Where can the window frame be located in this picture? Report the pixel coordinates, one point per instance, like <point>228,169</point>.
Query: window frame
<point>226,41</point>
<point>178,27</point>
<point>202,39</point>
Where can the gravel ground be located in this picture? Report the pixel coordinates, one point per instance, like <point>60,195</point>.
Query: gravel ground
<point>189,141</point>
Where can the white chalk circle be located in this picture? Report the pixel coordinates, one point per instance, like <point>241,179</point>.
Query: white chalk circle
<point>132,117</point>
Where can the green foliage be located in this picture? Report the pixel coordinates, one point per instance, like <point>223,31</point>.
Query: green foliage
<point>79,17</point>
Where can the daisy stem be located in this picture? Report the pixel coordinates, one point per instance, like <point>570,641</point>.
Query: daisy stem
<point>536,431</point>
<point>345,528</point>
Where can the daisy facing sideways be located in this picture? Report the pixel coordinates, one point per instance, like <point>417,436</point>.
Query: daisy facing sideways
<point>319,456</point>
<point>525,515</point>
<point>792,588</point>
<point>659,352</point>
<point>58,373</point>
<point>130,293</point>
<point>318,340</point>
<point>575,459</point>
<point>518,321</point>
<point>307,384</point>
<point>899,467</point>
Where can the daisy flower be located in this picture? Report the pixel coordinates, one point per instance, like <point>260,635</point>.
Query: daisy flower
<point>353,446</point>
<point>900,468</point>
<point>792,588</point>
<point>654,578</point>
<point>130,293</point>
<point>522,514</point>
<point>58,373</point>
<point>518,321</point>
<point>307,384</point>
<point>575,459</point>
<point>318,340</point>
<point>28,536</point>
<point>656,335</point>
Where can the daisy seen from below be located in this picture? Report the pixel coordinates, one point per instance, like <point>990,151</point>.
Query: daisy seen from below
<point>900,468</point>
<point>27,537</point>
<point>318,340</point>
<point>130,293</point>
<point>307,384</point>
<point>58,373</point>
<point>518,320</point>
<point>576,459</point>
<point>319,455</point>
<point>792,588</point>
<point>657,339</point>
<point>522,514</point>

☆ ☆ ☆

- THE TASK -
Set the records above down again. Match them exactly.

- TASK ANSWER -
Where can the window frame be located in this picture? Report the pixel coordinates, one point per instance, like <point>228,169</point>.
Query: window frame
<point>226,41</point>
<point>178,27</point>
<point>202,39</point>
Where can the gravel ground be located in this picture? Report the pixel coordinates, one point per instance, like <point>60,195</point>.
Query: gravel ground
<point>189,141</point>
Where can the white chalk circle be located in this picture? Report the pixel coordinates, one point per instance, like <point>241,179</point>.
Query: white chalk circle
<point>132,117</point>
Where can the green foliage be located in this picture? Report the pixel coordinates, one point per instance, like <point>223,31</point>.
Query: green foliage
<point>79,17</point>
Where can the daisy stem be located in this picture? Report the pixel coordinates, one point per instance, like <point>570,641</point>.
Query: daisy stem
<point>536,431</point>
<point>345,528</point>
Where can the daisy facing sideways be located in this picture? Report the pixel coordinates, one point per instance, like <point>417,436</point>.
Query: daisy facing sideways
<point>319,456</point>
<point>525,515</point>
<point>792,588</point>
<point>659,352</point>
<point>58,373</point>
<point>130,293</point>
<point>318,340</point>
<point>575,459</point>
<point>518,321</point>
<point>307,384</point>
<point>899,467</point>
Where can the daisy flower be located in this picture? Report the pixel coordinates, one point per instance, like <point>260,635</point>.
Query: daisy flower
<point>353,446</point>
<point>900,468</point>
<point>792,588</point>
<point>654,578</point>
<point>130,293</point>
<point>522,514</point>
<point>58,373</point>
<point>518,321</point>
<point>307,384</point>
<point>575,459</point>
<point>318,340</point>
<point>28,536</point>
<point>656,335</point>
Where can the daisy seen from below be located in this picture? Report the pixel coordinates, one point per instance, like <point>990,151</point>.
Query: daisy seen from below
<point>900,468</point>
<point>27,537</point>
<point>318,340</point>
<point>130,293</point>
<point>307,384</point>
<point>58,373</point>
<point>518,320</point>
<point>576,459</point>
<point>319,455</point>
<point>792,588</point>
<point>657,339</point>
<point>522,514</point>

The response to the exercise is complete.